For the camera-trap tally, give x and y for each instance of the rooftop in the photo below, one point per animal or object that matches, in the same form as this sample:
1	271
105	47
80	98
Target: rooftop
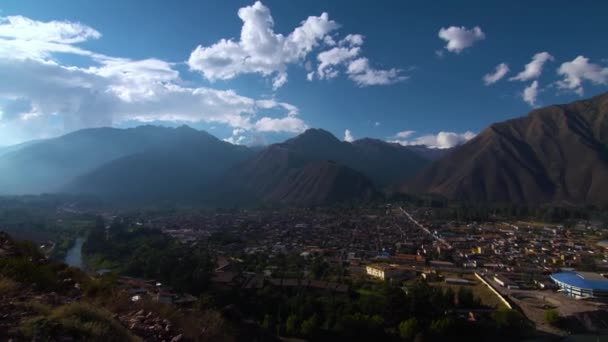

- [Instruções do exercício] Por favor, reescreva todos os registros acima como uma tabela em Markdown com as colunas "Nº" e "Conteúdo", uma fileira por linha e sem as linhas em branco. Deixe as imagens fora da resposta.

- [Tarefa concluída]
| Nº | Conteúdo |
|---|---|
| 1 | For the camera-trap tally, give x and y for each instance of the rooftop in the photo below, one point per animal or object that matches, in the same form as this sample: |
| 2 | 1	271 |
| 3 | 105	47 |
| 4 | 80	98 |
| 5 | Target: rooftop |